(Referring expression pointing data)
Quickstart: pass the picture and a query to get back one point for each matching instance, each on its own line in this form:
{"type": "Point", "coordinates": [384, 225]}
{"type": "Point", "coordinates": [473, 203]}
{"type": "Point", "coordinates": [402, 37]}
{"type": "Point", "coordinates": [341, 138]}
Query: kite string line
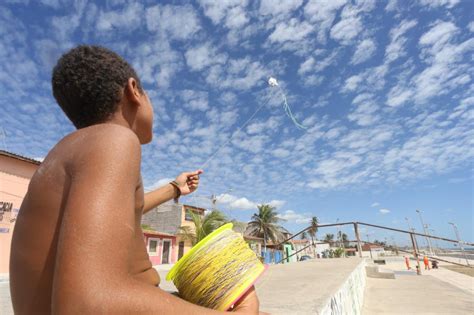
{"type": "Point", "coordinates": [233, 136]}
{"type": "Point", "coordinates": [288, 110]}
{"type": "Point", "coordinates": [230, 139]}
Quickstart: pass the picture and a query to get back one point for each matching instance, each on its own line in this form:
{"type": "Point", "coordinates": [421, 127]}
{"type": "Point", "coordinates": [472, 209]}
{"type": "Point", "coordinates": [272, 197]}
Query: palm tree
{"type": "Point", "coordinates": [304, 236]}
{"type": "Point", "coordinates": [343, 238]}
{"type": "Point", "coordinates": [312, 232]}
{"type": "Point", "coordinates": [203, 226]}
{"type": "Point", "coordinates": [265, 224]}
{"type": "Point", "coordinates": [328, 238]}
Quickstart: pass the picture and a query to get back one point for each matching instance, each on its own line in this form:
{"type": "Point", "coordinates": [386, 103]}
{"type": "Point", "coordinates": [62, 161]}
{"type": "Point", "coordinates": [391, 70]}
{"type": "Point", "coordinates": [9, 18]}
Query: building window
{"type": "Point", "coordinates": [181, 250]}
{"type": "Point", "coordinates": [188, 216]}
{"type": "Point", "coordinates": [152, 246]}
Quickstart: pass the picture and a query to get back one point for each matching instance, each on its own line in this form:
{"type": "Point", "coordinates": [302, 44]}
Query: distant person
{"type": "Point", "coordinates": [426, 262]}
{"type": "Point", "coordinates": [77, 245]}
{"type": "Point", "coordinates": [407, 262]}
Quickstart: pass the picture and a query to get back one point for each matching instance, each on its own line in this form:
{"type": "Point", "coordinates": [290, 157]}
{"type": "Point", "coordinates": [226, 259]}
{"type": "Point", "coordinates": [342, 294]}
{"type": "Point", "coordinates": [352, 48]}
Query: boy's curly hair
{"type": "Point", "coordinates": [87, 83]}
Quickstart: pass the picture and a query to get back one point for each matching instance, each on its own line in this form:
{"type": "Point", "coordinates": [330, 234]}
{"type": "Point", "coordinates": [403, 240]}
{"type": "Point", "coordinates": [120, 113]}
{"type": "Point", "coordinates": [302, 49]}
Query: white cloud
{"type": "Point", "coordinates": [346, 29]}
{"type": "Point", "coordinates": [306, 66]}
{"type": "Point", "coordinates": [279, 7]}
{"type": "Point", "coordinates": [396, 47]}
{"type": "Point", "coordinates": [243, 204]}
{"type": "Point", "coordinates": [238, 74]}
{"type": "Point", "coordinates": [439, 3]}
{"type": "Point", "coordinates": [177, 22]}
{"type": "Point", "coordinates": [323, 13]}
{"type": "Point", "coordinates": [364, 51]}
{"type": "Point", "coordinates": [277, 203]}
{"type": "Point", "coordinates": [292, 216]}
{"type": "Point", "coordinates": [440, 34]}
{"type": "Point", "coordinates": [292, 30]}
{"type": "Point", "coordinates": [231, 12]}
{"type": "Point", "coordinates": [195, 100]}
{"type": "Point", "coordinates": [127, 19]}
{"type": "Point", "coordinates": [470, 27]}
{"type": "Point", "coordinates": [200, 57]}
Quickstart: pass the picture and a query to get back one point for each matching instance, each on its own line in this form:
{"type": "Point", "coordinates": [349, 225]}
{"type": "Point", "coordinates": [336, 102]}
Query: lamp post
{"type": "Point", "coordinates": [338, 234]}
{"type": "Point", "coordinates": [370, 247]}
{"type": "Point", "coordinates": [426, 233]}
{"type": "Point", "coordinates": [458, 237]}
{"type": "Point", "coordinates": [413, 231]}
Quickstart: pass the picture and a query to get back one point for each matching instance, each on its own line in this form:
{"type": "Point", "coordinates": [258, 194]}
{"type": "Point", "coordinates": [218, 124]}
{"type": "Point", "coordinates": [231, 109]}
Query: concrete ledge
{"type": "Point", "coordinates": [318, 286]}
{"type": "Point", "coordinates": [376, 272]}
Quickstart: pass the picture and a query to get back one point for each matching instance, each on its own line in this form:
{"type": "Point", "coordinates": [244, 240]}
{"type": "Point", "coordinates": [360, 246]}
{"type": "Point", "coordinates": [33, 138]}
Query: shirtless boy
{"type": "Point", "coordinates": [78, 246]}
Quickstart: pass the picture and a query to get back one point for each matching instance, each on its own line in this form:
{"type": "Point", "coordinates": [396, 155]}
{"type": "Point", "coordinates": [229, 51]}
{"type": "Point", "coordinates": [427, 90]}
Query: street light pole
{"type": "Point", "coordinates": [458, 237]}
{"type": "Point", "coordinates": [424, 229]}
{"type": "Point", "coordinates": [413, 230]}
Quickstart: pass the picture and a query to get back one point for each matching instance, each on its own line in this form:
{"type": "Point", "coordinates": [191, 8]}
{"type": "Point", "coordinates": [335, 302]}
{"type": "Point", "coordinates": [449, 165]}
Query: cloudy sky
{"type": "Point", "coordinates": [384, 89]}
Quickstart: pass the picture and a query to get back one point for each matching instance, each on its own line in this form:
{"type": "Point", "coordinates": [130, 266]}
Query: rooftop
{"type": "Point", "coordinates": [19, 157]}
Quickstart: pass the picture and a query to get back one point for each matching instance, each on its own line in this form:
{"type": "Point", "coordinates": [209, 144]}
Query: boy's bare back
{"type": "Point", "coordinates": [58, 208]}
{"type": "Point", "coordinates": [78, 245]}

[Goal of the exercise]: Output the data above without changes, apart from leaving out the pictures.

[Answer for the task]:
Quickstart: pass the picture and a query to get back one point for each matching instance, each on its own line in this form:
{"type": "Point", "coordinates": [384, 225]}
{"type": "Point", "coordinates": [473, 203]}
{"type": "Point", "coordinates": [402, 37]}
{"type": "Point", "coordinates": [341, 138]}
Query: kite string line
{"type": "Point", "coordinates": [233, 136]}
{"type": "Point", "coordinates": [288, 110]}
{"type": "Point", "coordinates": [230, 139]}
Quickstart: pass the picture and a query to get back one point for each matching instance, each on its own line in this form:
{"type": "Point", "coordinates": [421, 127]}
{"type": "Point", "coordinates": [472, 209]}
{"type": "Point", "coordinates": [272, 197]}
Query: palm tree
{"type": "Point", "coordinates": [304, 236]}
{"type": "Point", "coordinates": [343, 238]}
{"type": "Point", "coordinates": [312, 232]}
{"type": "Point", "coordinates": [203, 226]}
{"type": "Point", "coordinates": [265, 224]}
{"type": "Point", "coordinates": [328, 238]}
Quickstart: pass the picture and a query to get back one point for each matching instance, each on its own line in this form:
{"type": "Point", "coordinates": [386, 103]}
{"type": "Point", "coordinates": [62, 161]}
{"type": "Point", "coordinates": [391, 70]}
{"type": "Point", "coordinates": [9, 18]}
Query: building window
{"type": "Point", "coordinates": [181, 250]}
{"type": "Point", "coordinates": [188, 216]}
{"type": "Point", "coordinates": [152, 246]}
Quickstart: pass the picture and a query to get back one point for each matching instance, each on its own line in this form:
{"type": "Point", "coordinates": [302, 44]}
Query: distant person
{"type": "Point", "coordinates": [426, 262]}
{"type": "Point", "coordinates": [77, 245]}
{"type": "Point", "coordinates": [407, 262]}
Quickstart: pass the picture and a query to get back one point for each matching instance, each on its own line in this form:
{"type": "Point", "coordinates": [290, 157]}
{"type": "Point", "coordinates": [226, 259]}
{"type": "Point", "coordinates": [342, 294]}
{"type": "Point", "coordinates": [352, 48]}
Query: boy's curly hair
{"type": "Point", "coordinates": [87, 83]}
Quickstart: pass the picture and a query to get back one point for each matching instance, each on its own line in this form:
{"type": "Point", "coordinates": [330, 234]}
{"type": "Point", "coordinates": [403, 240]}
{"type": "Point", "coordinates": [120, 113]}
{"type": "Point", "coordinates": [302, 49]}
Query: white cloud
{"type": "Point", "coordinates": [346, 29]}
{"type": "Point", "coordinates": [306, 66]}
{"type": "Point", "coordinates": [279, 7]}
{"type": "Point", "coordinates": [396, 47]}
{"type": "Point", "coordinates": [243, 204]}
{"type": "Point", "coordinates": [238, 74]}
{"type": "Point", "coordinates": [439, 3]}
{"type": "Point", "coordinates": [177, 22]}
{"type": "Point", "coordinates": [323, 13]}
{"type": "Point", "coordinates": [364, 51]}
{"type": "Point", "coordinates": [277, 203]}
{"type": "Point", "coordinates": [292, 216]}
{"type": "Point", "coordinates": [440, 34]}
{"type": "Point", "coordinates": [292, 30]}
{"type": "Point", "coordinates": [231, 12]}
{"type": "Point", "coordinates": [195, 100]}
{"type": "Point", "coordinates": [127, 19]}
{"type": "Point", "coordinates": [470, 27]}
{"type": "Point", "coordinates": [200, 57]}
Quickstart: pass the picture and a query to get back one point for each matching instance, each on its own line in this form:
{"type": "Point", "coordinates": [349, 225]}
{"type": "Point", "coordinates": [336, 102]}
Query: lamp post
{"type": "Point", "coordinates": [338, 234]}
{"type": "Point", "coordinates": [370, 247]}
{"type": "Point", "coordinates": [426, 233]}
{"type": "Point", "coordinates": [458, 237]}
{"type": "Point", "coordinates": [413, 231]}
Quickstart: pass the picture and a query to get back one point for each matching instance, each on its own line in this form:
{"type": "Point", "coordinates": [258, 194]}
{"type": "Point", "coordinates": [218, 124]}
{"type": "Point", "coordinates": [231, 109]}
Query: concrete ledge
{"type": "Point", "coordinates": [318, 286]}
{"type": "Point", "coordinates": [376, 272]}
Quickstart: pass the picture and a query to get back one point for each matching instance, each on its own line in this form:
{"type": "Point", "coordinates": [244, 240]}
{"type": "Point", "coordinates": [360, 246]}
{"type": "Point", "coordinates": [33, 138]}
Query: shirtless boy
{"type": "Point", "coordinates": [78, 246]}
Quickstart: pass the picture and a query to get back one point for each matching instance, each on its own line in this form:
{"type": "Point", "coordinates": [396, 155]}
{"type": "Point", "coordinates": [229, 51]}
{"type": "Point", "coordinates": [427, 90]}
Query: street light pole
{"type": "Point", "coordinates": [458, 237]}
{"type": "Point", "coordinates": [424, 229]}
{"type": "Point", "coordinates": [413, 230]}
Quickstart: pass the picture and a query to get back one point for each matching instance, each on its own line in this form:
{"type": "Point", "coordinates": [191, 8]}
{"type": "Point", "coordinates": [335, 302]}
{"type": "Point", "coordinates": [449, 165]}
Query: cloudy sky
{"type": "Point", "coordinates": [384, 89]}
Quickstart: pass the picture and a query to get back one point for each matching instance, each on its own line in this form:
{"type": "Point", "coordinates": [130, 266]}
Query: rooftop
{"type": "Point", "coordinates": [19, 157]}
Quickstart: pass the picture and a query to get back one point for each matching instance, each on its own line in this form:
{"type": "Point", "coordinates": [209, 144]}
Query: boy's bare back
{"type": "Point", "coordinates": [58, 208]}
{"type": "Point", "coordinates": [78, 245]}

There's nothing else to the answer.